=== Records for the task ===

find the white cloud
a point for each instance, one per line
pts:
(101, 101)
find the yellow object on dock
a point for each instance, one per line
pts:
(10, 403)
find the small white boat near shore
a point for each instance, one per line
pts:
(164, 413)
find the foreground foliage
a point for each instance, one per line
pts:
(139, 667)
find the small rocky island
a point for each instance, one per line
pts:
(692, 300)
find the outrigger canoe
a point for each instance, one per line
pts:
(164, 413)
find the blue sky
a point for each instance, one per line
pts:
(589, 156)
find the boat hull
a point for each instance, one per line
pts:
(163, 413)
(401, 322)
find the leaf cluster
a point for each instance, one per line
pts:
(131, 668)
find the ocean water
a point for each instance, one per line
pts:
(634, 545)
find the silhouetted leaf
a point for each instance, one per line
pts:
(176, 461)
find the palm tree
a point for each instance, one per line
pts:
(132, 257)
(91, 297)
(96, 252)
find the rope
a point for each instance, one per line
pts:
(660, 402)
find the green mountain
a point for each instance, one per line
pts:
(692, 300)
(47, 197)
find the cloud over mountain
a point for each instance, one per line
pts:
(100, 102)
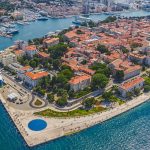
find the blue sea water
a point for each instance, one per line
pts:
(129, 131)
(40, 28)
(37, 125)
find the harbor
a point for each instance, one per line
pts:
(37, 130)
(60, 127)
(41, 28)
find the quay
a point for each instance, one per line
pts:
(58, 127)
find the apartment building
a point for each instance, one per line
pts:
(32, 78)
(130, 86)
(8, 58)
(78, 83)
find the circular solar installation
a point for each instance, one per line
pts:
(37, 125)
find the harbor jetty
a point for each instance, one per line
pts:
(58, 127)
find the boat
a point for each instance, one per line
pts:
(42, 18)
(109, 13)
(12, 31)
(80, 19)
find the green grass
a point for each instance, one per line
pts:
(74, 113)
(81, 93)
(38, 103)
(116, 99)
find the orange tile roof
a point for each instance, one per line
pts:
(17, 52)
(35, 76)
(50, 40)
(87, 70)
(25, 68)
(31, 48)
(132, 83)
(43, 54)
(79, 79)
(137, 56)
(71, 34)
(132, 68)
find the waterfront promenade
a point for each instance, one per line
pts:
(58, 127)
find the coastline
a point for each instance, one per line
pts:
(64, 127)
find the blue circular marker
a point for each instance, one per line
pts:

===
=== Records for the task ===

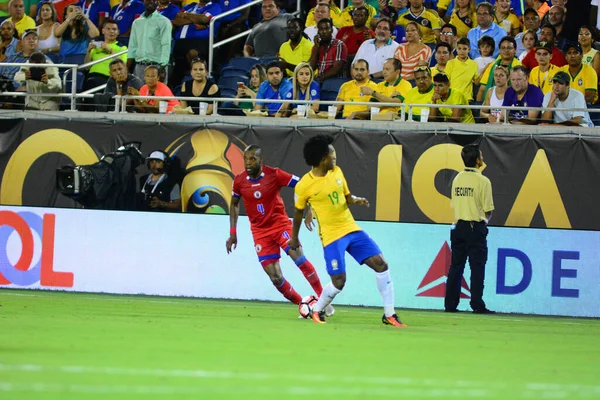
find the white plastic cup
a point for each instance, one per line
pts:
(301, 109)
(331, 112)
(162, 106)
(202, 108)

===

## Task details
How many of the lines above contain the string "boat"? Case counts; reply with the number only.

## Answer for the task
3